Give the total of lines holding the word "team" in the records below, and nothing else.

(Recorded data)

########

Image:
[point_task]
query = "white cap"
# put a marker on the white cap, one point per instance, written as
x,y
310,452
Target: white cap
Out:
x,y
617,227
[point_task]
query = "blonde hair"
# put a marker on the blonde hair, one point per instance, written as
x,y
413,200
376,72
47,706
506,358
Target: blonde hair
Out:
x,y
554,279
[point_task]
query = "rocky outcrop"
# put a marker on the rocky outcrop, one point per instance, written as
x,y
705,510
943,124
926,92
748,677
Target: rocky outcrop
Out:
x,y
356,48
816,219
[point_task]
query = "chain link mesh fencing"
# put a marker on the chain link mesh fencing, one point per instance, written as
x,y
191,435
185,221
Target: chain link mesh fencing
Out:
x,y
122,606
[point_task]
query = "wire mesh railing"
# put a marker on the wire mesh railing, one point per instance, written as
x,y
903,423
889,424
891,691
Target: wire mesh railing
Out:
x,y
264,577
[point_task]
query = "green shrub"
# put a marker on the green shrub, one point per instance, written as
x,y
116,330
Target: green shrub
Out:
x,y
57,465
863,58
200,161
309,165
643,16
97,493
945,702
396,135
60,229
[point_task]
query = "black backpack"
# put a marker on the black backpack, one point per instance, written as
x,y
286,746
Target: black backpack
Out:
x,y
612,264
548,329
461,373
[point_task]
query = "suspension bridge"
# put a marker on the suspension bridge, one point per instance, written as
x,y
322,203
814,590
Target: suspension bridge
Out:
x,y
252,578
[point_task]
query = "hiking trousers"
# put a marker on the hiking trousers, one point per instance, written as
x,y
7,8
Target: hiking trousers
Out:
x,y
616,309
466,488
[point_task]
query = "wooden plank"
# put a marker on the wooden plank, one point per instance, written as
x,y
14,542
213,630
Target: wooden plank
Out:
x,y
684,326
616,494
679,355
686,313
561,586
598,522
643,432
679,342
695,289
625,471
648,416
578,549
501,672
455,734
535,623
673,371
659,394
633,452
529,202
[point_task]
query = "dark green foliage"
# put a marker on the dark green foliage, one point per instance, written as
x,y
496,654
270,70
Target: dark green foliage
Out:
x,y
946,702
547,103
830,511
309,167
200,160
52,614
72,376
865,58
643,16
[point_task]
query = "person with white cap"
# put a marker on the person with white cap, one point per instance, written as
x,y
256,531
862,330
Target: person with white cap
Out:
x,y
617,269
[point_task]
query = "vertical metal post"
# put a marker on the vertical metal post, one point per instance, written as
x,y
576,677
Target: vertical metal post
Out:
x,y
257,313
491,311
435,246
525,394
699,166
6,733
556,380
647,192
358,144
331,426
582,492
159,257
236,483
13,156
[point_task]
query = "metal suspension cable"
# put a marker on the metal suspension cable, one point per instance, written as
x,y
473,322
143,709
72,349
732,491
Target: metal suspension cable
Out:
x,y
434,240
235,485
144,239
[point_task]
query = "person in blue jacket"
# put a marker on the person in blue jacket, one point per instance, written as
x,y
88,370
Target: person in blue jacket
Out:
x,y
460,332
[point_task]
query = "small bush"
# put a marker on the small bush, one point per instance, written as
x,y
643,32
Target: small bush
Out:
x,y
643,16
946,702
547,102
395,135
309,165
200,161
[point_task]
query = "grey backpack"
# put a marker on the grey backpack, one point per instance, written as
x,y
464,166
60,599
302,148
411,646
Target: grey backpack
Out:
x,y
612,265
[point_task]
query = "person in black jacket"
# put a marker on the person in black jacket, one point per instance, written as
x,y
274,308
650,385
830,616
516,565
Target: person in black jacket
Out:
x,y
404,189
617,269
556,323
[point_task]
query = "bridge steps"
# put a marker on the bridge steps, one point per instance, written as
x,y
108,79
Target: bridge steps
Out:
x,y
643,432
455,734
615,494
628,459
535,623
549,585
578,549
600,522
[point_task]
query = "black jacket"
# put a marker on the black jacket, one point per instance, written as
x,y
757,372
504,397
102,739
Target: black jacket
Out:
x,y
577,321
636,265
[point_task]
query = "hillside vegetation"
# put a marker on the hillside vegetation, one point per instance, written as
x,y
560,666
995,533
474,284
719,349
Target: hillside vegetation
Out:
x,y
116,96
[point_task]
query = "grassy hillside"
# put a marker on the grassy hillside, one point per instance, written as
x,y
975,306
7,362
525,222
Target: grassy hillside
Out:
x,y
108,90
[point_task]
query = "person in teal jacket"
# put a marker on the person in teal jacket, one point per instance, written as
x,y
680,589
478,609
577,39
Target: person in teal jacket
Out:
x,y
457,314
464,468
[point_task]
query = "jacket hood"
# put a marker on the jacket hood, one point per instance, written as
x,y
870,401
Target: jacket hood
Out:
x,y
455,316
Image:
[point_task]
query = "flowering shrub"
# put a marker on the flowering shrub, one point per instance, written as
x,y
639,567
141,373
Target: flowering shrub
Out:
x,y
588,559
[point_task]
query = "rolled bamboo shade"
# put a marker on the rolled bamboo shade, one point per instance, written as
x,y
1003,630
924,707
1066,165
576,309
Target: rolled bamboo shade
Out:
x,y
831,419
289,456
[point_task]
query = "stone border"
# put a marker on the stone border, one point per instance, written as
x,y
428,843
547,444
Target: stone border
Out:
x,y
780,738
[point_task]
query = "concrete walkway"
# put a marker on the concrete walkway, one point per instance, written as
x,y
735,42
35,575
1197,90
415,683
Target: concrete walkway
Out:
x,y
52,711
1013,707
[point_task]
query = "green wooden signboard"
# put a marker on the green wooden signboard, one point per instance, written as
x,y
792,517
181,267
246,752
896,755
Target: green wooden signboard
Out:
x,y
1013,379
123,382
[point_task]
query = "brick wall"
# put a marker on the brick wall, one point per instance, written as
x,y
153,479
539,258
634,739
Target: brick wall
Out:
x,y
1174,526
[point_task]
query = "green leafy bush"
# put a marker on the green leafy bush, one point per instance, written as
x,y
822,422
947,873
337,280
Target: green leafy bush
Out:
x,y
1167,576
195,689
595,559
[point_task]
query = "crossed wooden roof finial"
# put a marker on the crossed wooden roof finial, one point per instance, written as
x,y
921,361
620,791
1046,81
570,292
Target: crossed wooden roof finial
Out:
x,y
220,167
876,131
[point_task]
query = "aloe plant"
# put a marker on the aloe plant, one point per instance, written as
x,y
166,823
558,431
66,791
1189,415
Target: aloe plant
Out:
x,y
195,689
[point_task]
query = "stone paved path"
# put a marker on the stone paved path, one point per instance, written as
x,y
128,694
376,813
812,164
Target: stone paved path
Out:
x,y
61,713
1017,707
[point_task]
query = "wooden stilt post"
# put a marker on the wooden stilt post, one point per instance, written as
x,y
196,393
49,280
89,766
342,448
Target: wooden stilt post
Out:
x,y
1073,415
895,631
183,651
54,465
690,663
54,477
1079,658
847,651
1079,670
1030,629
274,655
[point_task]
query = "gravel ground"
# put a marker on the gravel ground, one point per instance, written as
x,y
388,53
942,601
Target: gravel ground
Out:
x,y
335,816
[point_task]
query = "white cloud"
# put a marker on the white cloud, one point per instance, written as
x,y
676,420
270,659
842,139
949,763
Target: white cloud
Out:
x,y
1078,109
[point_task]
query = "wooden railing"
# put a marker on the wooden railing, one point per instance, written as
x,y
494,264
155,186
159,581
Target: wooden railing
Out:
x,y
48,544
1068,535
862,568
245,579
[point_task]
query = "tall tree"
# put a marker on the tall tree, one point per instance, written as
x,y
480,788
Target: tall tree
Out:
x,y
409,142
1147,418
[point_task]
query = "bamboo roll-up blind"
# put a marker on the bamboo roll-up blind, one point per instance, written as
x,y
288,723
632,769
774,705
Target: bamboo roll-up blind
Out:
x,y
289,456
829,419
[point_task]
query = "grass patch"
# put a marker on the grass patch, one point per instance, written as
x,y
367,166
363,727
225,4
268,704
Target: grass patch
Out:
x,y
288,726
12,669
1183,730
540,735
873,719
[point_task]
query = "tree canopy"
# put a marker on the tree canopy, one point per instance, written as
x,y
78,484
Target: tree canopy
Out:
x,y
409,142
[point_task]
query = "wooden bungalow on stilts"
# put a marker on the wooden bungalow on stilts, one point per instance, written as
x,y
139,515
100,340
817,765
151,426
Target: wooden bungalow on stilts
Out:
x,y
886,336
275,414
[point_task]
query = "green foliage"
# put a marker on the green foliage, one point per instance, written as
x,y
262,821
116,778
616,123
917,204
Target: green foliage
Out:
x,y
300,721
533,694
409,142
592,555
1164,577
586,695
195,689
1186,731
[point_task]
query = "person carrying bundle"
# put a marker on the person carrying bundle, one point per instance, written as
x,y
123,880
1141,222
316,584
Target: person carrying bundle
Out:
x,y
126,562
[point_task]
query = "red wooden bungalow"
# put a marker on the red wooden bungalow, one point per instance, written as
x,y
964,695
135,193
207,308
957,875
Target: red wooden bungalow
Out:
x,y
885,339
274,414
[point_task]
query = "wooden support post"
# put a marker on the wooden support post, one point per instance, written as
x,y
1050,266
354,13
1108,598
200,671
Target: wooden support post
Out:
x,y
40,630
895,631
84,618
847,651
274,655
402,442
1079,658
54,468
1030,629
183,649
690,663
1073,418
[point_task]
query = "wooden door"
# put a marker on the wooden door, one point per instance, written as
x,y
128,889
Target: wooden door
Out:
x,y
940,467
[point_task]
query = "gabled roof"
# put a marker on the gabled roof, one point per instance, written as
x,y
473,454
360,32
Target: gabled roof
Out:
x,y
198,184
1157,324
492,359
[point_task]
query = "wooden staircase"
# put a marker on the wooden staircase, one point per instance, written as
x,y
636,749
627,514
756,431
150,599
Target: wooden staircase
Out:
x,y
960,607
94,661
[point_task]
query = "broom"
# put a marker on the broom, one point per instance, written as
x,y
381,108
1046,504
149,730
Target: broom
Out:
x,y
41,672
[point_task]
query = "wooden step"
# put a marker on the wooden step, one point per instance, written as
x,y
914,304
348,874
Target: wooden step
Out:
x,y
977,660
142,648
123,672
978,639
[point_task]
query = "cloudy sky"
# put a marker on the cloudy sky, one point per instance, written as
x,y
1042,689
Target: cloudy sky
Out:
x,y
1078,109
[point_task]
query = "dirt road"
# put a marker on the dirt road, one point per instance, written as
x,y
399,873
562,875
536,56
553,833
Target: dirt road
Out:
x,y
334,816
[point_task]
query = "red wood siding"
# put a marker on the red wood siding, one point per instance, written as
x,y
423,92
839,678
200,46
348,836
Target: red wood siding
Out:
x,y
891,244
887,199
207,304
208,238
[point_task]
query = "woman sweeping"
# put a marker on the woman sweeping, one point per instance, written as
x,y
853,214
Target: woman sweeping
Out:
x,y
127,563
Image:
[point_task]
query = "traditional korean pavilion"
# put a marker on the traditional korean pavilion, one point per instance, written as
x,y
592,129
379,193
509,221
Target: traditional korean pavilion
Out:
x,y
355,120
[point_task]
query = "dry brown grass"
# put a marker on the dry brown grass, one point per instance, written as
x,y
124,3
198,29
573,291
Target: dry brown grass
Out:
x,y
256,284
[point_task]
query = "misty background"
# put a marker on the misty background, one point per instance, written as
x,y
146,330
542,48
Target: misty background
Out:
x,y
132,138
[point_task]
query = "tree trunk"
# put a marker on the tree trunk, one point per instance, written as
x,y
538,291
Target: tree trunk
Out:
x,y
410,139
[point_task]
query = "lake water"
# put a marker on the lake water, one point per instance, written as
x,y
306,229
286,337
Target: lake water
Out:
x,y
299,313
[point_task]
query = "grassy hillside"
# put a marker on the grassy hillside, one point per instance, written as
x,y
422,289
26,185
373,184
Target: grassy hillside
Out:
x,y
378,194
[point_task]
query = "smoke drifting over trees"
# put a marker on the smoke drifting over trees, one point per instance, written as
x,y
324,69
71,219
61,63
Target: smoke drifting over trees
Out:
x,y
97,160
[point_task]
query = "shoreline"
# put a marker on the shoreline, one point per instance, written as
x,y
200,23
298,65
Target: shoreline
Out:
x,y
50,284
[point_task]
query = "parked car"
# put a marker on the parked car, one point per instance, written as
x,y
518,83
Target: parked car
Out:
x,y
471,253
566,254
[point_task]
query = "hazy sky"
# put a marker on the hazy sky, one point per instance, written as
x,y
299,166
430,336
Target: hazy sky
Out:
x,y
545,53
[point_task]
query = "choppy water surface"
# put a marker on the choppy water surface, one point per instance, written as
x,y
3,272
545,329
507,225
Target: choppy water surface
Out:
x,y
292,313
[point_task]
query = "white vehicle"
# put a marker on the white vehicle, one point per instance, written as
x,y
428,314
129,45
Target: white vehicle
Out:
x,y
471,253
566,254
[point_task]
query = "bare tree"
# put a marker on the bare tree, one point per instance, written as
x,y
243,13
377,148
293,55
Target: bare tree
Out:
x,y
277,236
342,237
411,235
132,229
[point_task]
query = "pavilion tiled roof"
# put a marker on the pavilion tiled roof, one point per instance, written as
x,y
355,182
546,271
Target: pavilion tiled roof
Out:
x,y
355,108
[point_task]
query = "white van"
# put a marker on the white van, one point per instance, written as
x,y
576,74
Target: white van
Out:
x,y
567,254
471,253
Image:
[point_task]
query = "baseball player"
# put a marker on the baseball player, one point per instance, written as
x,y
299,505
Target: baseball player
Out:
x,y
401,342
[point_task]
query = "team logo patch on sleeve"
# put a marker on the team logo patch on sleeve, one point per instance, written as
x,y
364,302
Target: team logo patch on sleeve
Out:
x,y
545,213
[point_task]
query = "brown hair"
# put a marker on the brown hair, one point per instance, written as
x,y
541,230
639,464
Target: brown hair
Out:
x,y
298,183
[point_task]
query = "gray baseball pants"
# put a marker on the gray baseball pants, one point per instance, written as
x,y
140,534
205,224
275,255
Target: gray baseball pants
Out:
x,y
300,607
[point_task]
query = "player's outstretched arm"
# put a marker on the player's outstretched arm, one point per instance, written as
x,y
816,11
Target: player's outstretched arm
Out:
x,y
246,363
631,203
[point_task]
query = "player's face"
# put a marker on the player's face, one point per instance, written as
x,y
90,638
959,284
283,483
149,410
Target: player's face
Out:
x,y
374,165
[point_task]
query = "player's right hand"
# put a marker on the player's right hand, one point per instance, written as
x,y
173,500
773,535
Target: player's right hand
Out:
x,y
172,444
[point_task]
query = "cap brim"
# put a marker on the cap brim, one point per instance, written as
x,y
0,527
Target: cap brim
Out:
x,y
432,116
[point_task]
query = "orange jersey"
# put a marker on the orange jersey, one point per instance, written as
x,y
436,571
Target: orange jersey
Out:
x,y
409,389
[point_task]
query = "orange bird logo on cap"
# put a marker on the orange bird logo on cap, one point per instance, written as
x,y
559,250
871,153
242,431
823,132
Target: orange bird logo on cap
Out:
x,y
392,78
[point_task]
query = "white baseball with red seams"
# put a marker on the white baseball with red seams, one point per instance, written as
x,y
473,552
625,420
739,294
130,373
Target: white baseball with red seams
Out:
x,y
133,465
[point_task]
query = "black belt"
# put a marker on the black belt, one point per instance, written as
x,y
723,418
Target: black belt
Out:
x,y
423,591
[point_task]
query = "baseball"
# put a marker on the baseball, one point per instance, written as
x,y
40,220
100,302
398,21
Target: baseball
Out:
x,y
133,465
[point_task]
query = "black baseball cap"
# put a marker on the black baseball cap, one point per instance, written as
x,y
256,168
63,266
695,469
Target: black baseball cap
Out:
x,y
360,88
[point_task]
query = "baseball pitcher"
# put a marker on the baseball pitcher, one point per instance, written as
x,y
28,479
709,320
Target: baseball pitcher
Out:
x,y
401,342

########

▸ Exercise result: 3